**WHAT TO WORK ON:**
Reproduce every line of the data, starting with its first line and going on through the line that contains "[445,0,1288,764]", and shift each coordinate in the answers by -41 while leaving all other text unchanged.

++++ RECORDS ++++

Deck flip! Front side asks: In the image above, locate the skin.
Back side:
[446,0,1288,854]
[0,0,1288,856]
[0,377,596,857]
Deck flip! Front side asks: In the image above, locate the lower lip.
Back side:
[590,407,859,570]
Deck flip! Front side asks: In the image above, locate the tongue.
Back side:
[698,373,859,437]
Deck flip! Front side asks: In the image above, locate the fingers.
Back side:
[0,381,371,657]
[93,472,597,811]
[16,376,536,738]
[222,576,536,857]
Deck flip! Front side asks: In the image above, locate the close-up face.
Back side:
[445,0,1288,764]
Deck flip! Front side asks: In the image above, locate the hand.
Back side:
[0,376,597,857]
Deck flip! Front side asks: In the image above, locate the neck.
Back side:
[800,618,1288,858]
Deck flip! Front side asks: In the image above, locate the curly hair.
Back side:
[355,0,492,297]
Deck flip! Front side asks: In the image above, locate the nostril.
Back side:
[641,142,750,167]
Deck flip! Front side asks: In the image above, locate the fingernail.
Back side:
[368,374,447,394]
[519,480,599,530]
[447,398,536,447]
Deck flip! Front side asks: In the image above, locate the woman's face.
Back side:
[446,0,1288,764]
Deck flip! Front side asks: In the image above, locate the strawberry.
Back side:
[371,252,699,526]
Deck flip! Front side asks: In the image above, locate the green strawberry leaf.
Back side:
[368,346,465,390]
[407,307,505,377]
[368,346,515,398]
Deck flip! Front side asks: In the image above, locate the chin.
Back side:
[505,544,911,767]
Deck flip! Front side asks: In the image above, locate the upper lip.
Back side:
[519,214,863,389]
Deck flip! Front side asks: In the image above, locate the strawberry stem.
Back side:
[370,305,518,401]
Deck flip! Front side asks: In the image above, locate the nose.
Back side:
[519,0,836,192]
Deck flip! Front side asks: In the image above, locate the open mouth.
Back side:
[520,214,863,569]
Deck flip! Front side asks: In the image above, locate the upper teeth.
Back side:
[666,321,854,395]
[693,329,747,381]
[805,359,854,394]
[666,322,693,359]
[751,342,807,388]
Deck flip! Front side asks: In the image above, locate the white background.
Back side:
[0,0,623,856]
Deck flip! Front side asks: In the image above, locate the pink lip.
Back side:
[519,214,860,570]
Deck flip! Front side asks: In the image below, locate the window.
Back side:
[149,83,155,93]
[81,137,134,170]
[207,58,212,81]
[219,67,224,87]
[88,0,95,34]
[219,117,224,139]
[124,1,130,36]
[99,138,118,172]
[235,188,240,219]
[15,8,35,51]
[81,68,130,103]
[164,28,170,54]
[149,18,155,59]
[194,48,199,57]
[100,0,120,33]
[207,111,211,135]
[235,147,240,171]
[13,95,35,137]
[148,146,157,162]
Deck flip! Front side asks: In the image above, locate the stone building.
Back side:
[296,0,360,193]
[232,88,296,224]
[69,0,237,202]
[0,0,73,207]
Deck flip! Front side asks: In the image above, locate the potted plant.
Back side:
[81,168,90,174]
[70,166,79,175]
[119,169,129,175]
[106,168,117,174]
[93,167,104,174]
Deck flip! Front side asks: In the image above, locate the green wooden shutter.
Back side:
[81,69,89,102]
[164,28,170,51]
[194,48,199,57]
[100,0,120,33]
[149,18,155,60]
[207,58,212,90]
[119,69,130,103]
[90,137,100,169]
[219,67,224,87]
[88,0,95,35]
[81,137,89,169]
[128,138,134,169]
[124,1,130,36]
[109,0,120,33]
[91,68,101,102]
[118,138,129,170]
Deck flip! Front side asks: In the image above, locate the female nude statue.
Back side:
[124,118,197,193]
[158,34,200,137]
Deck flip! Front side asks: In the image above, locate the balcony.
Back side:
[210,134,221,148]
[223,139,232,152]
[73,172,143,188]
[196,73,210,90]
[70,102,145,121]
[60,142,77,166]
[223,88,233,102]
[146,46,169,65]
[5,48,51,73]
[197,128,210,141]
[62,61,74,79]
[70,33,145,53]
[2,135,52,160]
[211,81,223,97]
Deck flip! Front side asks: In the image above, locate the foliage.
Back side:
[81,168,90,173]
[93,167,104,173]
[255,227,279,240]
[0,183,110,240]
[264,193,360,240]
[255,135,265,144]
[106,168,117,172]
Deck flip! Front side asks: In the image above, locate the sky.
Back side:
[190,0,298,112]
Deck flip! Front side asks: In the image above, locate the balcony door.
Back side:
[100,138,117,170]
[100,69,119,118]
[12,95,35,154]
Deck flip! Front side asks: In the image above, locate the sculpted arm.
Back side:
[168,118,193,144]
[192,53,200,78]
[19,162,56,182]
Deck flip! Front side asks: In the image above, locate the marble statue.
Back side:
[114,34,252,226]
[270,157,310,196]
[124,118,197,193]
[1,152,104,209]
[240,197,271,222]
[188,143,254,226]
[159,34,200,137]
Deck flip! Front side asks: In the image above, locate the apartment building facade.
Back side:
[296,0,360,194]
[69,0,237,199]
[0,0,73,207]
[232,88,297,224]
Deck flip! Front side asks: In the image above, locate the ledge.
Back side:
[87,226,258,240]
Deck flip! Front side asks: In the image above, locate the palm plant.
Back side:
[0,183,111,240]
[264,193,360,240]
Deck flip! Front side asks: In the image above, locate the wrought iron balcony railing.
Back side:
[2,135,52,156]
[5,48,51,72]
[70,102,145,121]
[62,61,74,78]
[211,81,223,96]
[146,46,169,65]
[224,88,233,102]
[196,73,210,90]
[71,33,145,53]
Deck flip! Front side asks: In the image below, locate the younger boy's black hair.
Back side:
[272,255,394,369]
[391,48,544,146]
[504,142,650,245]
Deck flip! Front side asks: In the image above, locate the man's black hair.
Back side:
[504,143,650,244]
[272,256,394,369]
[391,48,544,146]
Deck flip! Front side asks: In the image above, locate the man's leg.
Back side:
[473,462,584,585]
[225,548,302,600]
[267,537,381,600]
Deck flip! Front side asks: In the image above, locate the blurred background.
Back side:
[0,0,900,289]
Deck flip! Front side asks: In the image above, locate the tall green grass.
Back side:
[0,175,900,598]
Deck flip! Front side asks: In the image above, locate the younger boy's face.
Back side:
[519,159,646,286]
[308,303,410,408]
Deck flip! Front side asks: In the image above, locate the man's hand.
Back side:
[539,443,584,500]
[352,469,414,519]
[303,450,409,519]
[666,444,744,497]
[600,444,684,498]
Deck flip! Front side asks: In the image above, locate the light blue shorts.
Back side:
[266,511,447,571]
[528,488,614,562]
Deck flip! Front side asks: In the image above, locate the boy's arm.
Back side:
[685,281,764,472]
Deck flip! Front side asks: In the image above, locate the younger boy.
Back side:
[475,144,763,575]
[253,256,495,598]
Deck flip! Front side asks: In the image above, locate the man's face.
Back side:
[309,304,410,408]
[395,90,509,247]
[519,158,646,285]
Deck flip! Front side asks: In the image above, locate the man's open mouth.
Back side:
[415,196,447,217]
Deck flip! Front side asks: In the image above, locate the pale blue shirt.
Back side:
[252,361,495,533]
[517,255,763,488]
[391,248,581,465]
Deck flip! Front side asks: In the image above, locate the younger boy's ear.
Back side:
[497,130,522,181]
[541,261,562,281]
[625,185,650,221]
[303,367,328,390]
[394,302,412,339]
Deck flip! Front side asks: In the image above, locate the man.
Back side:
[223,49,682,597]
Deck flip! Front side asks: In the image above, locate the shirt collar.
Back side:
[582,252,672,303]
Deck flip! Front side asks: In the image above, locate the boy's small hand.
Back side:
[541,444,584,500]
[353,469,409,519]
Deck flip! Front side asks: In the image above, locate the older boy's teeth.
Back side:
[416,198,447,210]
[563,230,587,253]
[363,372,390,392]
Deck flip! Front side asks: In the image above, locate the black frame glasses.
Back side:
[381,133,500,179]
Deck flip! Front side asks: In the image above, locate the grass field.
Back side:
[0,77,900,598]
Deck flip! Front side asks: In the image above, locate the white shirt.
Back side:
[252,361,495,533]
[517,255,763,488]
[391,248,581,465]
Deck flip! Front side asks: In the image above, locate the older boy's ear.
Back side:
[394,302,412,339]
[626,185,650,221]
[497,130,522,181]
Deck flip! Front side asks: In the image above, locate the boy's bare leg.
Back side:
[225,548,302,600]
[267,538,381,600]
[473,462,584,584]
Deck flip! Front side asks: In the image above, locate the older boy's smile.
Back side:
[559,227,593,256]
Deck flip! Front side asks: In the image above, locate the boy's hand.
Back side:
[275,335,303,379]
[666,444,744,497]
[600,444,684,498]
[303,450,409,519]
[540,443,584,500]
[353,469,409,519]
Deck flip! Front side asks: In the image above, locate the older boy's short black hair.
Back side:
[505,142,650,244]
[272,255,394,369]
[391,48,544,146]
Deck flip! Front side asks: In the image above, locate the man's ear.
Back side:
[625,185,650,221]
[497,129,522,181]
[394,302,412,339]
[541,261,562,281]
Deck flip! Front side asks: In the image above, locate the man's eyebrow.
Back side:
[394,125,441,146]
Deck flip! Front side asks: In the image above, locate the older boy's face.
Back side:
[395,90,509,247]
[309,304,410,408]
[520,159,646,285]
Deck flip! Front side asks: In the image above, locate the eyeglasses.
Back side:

++++

**RESULT FOR THIS TASK:**
Deck flip! Front side asks: In the image above, locate the skin.
Back side:
[405,-41,1247,813]
[-41,-41,1247,815]
[-41,336,555,816]
Deck flip! Front side asks: In the image above, locate the lower lip.
Back side:
[549,366,818,529]
Deck flip! Front side asks: In the image above, locate the tongue.
Back side:
[657,332,818,396]
Deck flip! Front side asks: In the image above, locate the fingers.
Back side:
[-41,340,330,616]
[52,431,556,770]
[-25,335,495,697]
[181,535,495,816]
Deck flip! Front side asks: In the image above, locate the close-up face.
Back side:
[404,-41,1247,723]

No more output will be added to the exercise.